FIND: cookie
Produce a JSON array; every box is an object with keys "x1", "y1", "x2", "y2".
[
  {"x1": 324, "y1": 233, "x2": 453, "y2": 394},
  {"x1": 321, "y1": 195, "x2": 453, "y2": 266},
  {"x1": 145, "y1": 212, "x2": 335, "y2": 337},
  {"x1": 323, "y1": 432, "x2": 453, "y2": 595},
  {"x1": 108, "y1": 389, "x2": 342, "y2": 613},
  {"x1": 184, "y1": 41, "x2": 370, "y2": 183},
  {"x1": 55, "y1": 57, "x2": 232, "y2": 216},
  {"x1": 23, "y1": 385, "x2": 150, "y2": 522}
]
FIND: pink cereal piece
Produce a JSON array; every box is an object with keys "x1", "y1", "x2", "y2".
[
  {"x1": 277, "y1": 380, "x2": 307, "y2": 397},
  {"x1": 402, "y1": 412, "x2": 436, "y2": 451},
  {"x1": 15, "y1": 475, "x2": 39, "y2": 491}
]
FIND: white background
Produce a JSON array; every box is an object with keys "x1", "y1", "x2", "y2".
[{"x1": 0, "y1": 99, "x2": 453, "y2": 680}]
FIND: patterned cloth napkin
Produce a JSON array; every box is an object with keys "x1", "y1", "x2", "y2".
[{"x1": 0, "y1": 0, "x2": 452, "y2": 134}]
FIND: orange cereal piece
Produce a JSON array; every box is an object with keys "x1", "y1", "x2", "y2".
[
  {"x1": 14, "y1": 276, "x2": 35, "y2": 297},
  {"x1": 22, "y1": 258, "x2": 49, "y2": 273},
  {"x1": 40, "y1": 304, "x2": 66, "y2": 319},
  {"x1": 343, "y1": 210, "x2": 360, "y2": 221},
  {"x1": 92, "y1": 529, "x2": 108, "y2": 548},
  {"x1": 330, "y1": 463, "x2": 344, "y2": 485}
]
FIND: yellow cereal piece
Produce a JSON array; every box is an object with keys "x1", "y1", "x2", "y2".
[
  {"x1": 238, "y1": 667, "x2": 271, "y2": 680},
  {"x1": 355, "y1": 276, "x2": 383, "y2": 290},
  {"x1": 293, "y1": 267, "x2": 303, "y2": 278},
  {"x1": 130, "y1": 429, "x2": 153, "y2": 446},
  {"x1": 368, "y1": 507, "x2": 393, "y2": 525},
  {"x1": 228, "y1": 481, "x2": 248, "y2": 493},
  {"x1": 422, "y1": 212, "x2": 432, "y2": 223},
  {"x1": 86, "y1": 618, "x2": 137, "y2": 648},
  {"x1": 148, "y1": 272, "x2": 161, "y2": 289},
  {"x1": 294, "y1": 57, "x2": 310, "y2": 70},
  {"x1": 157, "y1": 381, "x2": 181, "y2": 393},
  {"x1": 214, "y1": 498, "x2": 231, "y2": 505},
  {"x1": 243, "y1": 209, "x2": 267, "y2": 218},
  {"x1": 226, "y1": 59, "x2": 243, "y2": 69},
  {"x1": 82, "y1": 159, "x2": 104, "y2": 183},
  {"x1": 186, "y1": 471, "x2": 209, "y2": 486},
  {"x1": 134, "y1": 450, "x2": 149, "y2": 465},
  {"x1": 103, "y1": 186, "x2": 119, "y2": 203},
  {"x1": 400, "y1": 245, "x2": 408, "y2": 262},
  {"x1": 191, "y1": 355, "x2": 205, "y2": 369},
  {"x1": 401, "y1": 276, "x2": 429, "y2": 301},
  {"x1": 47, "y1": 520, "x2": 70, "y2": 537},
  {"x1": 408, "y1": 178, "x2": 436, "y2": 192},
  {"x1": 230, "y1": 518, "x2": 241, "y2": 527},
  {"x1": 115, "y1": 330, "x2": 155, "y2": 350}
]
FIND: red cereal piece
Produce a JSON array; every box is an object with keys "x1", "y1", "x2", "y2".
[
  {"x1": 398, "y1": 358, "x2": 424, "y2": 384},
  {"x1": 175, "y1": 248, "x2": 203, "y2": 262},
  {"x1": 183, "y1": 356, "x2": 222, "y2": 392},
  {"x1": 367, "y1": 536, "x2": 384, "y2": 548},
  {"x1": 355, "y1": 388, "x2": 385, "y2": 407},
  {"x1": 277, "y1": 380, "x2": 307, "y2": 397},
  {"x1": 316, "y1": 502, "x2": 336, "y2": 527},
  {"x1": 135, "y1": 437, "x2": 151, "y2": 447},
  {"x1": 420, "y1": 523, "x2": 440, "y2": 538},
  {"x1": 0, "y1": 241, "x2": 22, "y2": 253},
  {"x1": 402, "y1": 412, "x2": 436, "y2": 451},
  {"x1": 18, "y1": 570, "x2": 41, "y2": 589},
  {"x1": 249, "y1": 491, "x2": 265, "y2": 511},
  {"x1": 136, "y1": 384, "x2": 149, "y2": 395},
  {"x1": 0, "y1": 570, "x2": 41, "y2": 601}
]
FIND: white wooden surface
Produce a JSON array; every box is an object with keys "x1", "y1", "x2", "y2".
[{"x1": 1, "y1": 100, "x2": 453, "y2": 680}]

· · · ·

**Task directions**
Scan the entries for lines holding the string "cereal", then copy every one of them.

**Response**
FIND: pink cereal piece
FIND: orange cereal piece
FIND: yellow cereal piece
FIND: red cereal piece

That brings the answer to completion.